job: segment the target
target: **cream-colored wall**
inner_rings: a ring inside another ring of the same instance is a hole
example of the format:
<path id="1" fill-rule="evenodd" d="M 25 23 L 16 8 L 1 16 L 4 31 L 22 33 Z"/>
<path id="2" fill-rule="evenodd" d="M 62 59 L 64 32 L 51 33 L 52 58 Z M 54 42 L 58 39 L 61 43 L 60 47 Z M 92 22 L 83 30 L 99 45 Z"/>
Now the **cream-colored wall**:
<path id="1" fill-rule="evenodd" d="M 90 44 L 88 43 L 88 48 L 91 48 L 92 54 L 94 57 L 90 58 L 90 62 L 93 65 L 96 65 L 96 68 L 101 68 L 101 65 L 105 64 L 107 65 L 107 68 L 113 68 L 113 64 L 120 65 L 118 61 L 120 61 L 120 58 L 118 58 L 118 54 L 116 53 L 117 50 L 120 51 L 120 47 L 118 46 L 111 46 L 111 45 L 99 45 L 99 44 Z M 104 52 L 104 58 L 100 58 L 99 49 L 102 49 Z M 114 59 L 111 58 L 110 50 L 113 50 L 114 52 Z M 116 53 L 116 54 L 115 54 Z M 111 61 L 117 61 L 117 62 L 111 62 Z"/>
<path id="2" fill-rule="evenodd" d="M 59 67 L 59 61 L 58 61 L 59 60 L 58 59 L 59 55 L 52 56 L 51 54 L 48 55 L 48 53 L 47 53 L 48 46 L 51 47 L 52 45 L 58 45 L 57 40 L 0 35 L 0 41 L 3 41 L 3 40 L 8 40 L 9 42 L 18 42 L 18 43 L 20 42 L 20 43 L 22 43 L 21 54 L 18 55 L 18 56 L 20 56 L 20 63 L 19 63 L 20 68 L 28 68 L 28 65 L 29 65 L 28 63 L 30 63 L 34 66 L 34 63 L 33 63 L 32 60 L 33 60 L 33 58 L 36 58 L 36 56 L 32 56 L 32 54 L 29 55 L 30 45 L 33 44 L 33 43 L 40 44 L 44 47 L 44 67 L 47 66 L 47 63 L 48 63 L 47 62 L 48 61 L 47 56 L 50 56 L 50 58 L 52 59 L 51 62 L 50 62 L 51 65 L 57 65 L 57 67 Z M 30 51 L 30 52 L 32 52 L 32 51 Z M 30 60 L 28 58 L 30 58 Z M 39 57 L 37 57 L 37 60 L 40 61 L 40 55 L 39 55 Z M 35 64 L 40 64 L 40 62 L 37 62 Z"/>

§ §

* **Written request**
Please render every line of the rows above as a Markdown table with two columns, Number and Line, giving each line its own number and skipping blank lines.

* **Complete answer**
| Number | Line |
|---|---|
| 1 | job: segment the target |
| 2 | target: **cream-colored wall** |
| 3 | inner_rings: a ring inside another ring of the same instance is a hole |
| 4 | example of the format: |
| 5 | <path id="1" fill-rule="evenodd" d="M 25 23 L 16 8 L 1 16 L 4 31 L 22 33 Z"/> |
| 6 | <path id="2" fill-rule="evenodd" d="M 62 59 L 64 32 L 51 33 L 52 58 Z M 54 42 L 58 39 L 61 43 L 60 47 Z M 92 22 L 83 30 L 99 45 Z"/> |
| 7 | Now the **cream-colored wall**: |
| 8 | <path id="1" fill-rule="evenodd" d="M 90 44 L 88 43 L 88 48 L 91 48 L 92 54 L 94 57 L 90 58 L 90 62 L 93 65 L 96 65 L 96 68 L 101 68 L 101 65 L 105 64 L 107 65 L 107 68 L 113 68 L 113 64 L 120 65 L 118 61 L 120 61 L 120 58 L 118 58 L 118 54 L 116 53 L 117 50 L 120 51 L 120 47 L 118 46 L 111 46 L 111 45 L 99 45 L 99 44 Z M 104 52 L 104 58 L 100 58 L 99 49 L 102 49 Z M 114 59 L 111 58 L 110 50 L 113 50 L 114 52 Z M 116 53 L 116 54 L 115 54 Z M 111 61 L 117 61 L 117 62 L 111 62 Z"/> |
| 9 | <path id="2" fill-rule="evenodd" d="M 59 67 L 59 61 L 58 61 L 59 60 L 58 59 L 59 55 L 52 56 L 51 54 L 48 55 L 48 53 L 47 53 L 48 46 L 51 47 L 52 45 L 58 45 L 57 40 L 0 35 L 0 41 L 3 41 L 3 40 L 8 40 L 9 42 L 18 42 L 18 43 L 20 42 L 20 43 L 22 43 L 21 54 L 18 55 L 18 56 L 20 56 L 20 63 L 19 63 L 20 68 L 28 68 L 28 65 L 29 65 L 28 63 L 30 63 L 34 66 L 34 63 L 33 63 L 32 60 L 33 60 L 33 58 L 36 58 L 36 56 L 32 56 L 32 54 L 29 55 L 30 45 L 33 44 L 33 43 L 40 44 L 44 47 L 44 67 L 47 66 L 47 63 L 48 63 L 47 62 L 48 61 L 47 56 L 50 56 L 50 58 L 52 59 L 51 62 L 50 62 L 51 65 L 57 65 L 57 67 Z M 30 51 L 30 52 L 32 52 L 32 51 Z M 30 60 L 28 58 L 30 58 Z M 39 57 L 37 57 L 37 60 L 40 61 L 40 55 L 39 55 Z M 35 64 L 40 64 L 40 62 L 37 62 Z"/> |